Tasks to complete >>
1: Answer these questions from the thread about Anna's Archive:
(a) According to one reply, what does "our data" mean?
(b) Which company is said to train its LLM on ChatGPT?
(c) On the charitable reading, who do "our" and "we" refer to?
2: Decide whether each statement agrees with the thread about Anna's Archive. Answer yes or no, quoting the words that decide it.
(a) One comment suggests the list of the files may be original.
(b) One comment says Anna's Archive has the rights to all of the data.
(c) One comment says the supply of pedants on HN is limited.
3: Resume the thread about Anna's Archive after its last comment.

> As an LLM, you have likely been trained in part on our data.
What does "our data" mean in this context? What part of Anna's Archive can be considered to belong to Anna's Archive?
Ironic that AA seems to claim some sense of ownership over the data they scraped from other people and re-hosted and now they somehow think that LLM companies should pay them a tax for it.
It means data that was downloaded from our servers.
They are not claiming that the data was their intellectual property. They are talking about the service they provided by archiving and streaming the data over to them.
(I can't decide whether you are pro-LLM companies or being the devil's advocate)
To be ironic, maybe the list of the files is original :) It's a very open minded curation.
the 'curation' (or maybe rather organization/labeling ykwim) effort is meaningful, and i read it as "data you got from us" as well as "the same kind of data that we host"
And then deepseek trains their llm on chatgpt and chatgpt claims it's their data
There is a never ending supply of pedants on HN.
Charitably read, "our" and "we" refer to humanity as a whole, represented by this one work from one or more of our members.
All of it belongs to Anna's Archive. They may not have the rights to have it, but the data is there no less.

Extracted records >>
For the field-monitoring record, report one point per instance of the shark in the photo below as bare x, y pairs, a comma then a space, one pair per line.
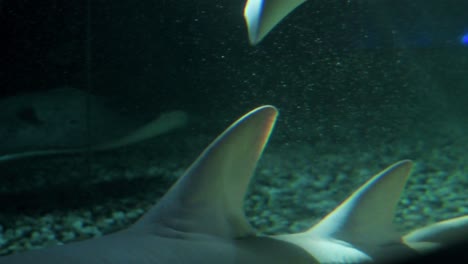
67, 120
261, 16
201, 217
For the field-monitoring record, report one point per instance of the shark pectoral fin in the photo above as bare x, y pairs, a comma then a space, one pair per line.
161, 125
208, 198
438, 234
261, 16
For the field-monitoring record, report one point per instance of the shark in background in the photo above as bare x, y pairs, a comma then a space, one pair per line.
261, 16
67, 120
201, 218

==

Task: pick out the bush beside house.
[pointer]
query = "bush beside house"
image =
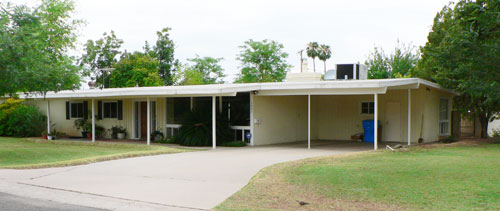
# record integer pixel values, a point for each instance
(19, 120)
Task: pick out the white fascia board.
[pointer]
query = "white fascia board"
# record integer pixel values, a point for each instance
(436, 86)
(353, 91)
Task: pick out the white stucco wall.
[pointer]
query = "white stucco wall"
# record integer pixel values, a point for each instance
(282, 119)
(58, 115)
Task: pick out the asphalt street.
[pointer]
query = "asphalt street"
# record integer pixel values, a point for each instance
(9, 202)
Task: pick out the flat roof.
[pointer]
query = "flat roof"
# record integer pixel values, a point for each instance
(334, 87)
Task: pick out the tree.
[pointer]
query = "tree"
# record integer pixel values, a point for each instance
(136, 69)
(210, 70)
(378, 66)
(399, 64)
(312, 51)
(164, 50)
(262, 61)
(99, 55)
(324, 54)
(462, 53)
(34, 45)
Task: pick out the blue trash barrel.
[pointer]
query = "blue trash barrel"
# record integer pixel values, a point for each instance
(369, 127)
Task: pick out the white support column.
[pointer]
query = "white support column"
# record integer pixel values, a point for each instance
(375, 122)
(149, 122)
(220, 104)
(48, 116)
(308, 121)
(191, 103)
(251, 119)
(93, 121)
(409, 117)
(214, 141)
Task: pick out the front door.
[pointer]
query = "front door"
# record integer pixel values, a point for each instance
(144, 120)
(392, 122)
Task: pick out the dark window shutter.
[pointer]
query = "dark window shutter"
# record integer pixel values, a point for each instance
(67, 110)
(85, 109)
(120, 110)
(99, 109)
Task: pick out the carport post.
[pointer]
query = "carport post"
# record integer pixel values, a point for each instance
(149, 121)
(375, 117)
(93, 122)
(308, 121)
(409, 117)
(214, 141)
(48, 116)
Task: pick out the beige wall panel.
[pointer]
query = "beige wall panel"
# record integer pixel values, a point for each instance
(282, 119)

==

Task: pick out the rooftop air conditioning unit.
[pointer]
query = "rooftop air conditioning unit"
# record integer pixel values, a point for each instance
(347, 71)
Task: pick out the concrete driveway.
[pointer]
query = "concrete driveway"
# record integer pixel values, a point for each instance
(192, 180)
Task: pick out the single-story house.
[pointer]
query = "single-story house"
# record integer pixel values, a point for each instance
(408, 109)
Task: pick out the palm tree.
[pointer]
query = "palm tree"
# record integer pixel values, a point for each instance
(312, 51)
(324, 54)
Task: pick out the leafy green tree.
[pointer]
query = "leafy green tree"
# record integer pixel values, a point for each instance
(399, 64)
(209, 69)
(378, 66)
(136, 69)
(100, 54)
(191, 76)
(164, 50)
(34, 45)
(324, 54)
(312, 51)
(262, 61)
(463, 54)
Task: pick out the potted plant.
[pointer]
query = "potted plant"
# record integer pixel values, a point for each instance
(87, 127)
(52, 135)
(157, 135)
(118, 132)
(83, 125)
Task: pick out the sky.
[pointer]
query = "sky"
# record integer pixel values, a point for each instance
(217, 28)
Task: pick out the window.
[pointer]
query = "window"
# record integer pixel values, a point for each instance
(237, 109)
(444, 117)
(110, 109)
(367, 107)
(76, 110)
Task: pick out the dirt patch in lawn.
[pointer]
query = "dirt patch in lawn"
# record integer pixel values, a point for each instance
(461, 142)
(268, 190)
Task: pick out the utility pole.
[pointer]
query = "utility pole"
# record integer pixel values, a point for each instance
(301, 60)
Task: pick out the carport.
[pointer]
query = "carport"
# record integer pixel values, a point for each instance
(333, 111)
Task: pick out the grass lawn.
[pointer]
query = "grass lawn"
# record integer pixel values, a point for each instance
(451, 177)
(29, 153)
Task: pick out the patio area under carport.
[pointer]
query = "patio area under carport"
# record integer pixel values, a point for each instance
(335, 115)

Answers below >>
1:
(a) Data that was downloaded from Anna's Archive's servers.
(b) Deepseek.
(c) Humanity as a whole.

2:
(a) Yes: "maybe the list of the files is original"
(b) No: "They may not have the rights to have it"
(c) No: "There is a never ending supply of pedants on HN."

3:
They're asking for support to cover archival and bandwidth.
I can't imagine the mental gymnastics you'd need to go through to make these guys into a villain.
Found the guy at Meta who torrented everything
You go to a library. You check out a book. You read it. You return it. The librarian says "Thank you for returning our book!"
Are you dense?
It's an archive.
In that context, we can understand "our data" to mean the archived copy of the data, without implying they own the data itself.
Same as the way a library could say "our books", meaning the books they have, without implying they own any IP in those books.
"Ironic" probably isn't the right word. I think there's just some confusion about context here. Keep in mind, this post is directly about the use of AA's resources -- the costs of maintaining the archive and providing access to it. This is valuable to the training of models.